▶ **TASK INSTRUCTIONS**:
Starting from the line containing "Find the sponsor", write out the rest of the entries exactly, through the final line, including nothing else.

▶ **DATASET EXTRACT**:
------------

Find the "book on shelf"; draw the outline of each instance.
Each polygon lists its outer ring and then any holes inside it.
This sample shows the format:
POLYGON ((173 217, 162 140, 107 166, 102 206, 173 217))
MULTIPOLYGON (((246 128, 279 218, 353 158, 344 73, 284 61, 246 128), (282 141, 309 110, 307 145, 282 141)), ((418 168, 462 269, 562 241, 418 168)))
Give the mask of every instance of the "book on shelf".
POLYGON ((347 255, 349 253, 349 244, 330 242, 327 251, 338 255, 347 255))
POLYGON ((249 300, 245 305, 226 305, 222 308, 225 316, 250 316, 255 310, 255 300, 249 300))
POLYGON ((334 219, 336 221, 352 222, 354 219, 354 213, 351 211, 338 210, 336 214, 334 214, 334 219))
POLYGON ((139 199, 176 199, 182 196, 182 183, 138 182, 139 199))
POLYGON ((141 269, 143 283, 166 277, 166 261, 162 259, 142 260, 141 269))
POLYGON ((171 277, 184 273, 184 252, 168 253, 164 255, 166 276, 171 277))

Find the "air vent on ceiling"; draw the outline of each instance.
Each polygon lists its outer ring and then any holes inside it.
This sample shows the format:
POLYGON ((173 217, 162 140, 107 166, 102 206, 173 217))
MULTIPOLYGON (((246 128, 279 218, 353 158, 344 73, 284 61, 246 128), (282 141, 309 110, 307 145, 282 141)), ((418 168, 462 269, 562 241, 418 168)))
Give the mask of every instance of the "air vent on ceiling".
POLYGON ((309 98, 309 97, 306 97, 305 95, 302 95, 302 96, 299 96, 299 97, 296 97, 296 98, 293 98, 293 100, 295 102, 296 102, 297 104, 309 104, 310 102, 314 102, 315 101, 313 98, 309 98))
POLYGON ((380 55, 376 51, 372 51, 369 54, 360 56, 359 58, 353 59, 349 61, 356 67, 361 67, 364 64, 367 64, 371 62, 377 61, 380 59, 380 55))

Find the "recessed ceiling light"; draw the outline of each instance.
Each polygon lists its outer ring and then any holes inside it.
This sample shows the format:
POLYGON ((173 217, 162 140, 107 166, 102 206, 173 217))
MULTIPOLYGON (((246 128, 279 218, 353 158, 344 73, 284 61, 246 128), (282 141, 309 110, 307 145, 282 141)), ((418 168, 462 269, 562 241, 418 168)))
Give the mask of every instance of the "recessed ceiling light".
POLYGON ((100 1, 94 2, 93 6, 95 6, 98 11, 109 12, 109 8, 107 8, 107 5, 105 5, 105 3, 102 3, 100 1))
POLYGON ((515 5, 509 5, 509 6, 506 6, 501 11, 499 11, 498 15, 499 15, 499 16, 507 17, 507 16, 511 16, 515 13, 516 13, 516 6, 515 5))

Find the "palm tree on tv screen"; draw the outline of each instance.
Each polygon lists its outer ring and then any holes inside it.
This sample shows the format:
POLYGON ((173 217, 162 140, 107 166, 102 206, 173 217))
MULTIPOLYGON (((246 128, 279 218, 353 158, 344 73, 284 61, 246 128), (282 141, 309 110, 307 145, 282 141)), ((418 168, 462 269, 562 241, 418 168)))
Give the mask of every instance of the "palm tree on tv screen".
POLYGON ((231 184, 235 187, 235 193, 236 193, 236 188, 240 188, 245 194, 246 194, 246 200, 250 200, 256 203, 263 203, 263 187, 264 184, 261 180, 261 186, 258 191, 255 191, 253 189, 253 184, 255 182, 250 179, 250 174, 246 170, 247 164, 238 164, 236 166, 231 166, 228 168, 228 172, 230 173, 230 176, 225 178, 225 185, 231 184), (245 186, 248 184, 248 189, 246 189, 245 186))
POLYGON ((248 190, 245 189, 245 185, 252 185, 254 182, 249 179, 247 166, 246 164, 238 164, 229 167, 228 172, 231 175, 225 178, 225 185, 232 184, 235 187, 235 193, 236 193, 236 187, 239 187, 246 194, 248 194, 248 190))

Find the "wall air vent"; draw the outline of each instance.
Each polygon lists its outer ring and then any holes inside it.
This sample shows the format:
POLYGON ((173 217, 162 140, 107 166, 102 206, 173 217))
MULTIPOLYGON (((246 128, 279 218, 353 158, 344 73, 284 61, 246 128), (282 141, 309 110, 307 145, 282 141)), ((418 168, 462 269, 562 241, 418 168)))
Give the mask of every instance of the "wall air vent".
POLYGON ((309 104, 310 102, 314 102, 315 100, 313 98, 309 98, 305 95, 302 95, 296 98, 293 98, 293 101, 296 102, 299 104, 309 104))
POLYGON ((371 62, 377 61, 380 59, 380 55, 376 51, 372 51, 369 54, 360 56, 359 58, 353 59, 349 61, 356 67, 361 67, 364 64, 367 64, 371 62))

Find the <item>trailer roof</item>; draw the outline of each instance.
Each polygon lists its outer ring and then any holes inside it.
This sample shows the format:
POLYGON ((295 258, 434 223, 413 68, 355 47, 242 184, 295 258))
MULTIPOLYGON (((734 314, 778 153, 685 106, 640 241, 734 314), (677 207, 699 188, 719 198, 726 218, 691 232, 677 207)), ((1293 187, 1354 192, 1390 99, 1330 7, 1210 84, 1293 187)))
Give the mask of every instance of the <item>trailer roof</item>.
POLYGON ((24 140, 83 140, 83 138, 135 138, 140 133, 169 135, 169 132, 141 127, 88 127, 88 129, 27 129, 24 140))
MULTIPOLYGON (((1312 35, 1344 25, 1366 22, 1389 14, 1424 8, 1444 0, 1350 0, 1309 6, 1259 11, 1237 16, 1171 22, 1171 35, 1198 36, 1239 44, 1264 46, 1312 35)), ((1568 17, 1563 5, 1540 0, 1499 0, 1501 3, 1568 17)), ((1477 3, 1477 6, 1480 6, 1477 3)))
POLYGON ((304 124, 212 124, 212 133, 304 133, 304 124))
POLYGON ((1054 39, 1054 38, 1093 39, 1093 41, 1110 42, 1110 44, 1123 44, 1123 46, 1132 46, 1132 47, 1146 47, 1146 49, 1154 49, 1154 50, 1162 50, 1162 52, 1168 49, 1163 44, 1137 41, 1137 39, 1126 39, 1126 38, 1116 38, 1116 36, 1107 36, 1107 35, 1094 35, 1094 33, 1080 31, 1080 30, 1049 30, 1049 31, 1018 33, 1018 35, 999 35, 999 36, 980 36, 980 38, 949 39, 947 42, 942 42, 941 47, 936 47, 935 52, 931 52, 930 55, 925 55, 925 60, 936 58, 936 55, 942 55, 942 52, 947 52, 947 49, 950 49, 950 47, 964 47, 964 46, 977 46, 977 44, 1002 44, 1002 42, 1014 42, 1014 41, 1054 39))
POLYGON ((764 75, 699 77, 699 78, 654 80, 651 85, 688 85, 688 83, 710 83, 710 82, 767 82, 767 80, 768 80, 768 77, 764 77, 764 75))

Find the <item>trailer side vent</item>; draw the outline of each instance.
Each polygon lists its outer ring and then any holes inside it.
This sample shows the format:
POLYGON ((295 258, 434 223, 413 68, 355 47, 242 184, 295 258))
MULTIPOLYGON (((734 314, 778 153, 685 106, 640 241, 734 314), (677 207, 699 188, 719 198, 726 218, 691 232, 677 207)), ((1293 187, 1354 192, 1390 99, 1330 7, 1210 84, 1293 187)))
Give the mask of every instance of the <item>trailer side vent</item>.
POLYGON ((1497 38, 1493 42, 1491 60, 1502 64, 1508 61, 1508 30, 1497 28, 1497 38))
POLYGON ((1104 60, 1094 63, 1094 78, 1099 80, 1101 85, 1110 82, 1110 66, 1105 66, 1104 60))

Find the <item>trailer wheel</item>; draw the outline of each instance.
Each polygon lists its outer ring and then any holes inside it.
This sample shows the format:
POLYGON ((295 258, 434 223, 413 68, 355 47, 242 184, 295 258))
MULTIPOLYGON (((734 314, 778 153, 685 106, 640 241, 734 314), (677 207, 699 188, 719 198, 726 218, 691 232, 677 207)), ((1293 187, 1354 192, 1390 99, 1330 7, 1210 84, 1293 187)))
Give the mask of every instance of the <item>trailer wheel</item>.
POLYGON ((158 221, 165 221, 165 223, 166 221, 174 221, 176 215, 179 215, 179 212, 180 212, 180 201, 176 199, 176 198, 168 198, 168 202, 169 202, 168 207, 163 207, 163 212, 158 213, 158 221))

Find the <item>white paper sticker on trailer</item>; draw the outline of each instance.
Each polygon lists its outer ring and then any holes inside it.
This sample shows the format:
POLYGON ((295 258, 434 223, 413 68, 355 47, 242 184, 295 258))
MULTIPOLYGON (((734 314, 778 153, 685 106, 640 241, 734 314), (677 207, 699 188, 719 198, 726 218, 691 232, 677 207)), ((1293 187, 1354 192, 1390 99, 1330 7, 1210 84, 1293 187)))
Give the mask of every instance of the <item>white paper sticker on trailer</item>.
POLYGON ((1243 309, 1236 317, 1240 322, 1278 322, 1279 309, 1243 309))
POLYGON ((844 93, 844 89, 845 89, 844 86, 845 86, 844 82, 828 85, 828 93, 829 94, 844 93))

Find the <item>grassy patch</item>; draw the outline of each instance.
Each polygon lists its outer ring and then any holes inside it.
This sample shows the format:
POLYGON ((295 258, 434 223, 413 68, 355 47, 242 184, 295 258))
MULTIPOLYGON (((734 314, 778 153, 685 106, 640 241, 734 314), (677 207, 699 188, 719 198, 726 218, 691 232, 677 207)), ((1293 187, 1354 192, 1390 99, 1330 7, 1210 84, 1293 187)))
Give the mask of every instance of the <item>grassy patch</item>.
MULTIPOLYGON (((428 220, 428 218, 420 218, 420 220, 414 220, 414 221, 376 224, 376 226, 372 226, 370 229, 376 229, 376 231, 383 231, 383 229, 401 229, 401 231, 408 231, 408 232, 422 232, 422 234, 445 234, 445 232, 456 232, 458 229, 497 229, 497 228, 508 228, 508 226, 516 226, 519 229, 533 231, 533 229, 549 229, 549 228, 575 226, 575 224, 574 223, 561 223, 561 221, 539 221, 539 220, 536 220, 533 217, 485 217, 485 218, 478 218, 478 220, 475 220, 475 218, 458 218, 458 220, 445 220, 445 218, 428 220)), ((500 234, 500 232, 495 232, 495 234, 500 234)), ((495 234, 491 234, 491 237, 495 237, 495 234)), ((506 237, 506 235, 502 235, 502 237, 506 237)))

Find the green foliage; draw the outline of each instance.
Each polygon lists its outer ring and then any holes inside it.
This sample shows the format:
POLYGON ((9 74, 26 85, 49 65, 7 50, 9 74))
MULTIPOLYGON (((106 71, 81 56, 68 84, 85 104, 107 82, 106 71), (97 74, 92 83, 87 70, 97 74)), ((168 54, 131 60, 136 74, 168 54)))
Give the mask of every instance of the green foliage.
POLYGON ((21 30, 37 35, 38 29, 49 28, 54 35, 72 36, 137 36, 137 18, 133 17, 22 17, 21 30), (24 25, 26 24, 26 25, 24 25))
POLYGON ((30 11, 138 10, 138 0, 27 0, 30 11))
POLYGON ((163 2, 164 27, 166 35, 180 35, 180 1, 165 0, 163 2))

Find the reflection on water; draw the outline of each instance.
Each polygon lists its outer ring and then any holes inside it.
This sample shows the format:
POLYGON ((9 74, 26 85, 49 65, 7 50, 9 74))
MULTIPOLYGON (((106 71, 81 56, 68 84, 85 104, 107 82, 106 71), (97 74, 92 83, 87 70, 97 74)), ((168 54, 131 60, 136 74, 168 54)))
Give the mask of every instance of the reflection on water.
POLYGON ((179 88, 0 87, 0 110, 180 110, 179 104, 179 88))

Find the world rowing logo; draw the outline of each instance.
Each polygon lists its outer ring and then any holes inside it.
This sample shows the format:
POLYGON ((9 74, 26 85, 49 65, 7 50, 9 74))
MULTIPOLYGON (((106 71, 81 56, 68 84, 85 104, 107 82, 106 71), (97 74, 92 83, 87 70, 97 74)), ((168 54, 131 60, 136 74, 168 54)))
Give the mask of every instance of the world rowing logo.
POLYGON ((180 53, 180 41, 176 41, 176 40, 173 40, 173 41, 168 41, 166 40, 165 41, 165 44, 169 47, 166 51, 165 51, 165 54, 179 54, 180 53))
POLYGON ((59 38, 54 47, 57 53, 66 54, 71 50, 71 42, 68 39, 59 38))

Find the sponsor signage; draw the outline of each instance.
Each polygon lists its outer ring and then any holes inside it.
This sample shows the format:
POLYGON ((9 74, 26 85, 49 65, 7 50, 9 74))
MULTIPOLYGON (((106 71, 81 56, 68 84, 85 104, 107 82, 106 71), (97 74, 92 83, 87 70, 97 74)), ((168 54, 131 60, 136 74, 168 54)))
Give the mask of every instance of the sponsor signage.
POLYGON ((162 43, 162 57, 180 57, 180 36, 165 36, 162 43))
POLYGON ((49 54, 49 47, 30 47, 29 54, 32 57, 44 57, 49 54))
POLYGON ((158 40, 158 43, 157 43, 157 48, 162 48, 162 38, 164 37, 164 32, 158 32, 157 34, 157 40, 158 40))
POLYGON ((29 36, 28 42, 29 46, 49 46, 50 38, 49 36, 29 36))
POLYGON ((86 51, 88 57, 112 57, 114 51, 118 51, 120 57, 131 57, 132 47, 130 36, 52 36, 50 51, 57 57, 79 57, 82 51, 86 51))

------------

▶ **PROBLEM SOLUTION**:
Find the sponsor signage; draw the outline of each instance.
Each polygon lists its outer ring and then any holes inside it.
This sample shows the format:
POLYGON ((9 74, 26 85, 49 65, 7 50, 9 74))
MULTIPOLYGON (((106 71, 81 56, 68 84, 85 104, 107 82, 106 71), (97 74, 92 83, 87 70, 97 74)), ((168 54, 131 60, 136 74, 168 54)))
Give the mask of every instance of the sponsor signage.
POLYGON ((162 43, 162 57, 180 57, 180 36, 165 36, 162 43))
POLYGON ((49 54, 49 47, 30 47, 29 54, 32 57, 44 57, 49 54))
POLYGON ((158 40, 158 43, 157 43, 157 48, 162 48, 162 38, 164 37, 164 32, 158 32, 157 34, 157 40, 158 40))
POLYGON ((29 36, 28 42, 29 46, 49 46, 50 38, 49 36, 29 36))
POLYGON ((86 51, 88 57, 112 57, 114 51, 118 51, 120 57, 131 57, 132 47, 130 36, 52 36, 50 51, 57 57, 79 57, 82 51, 86 51))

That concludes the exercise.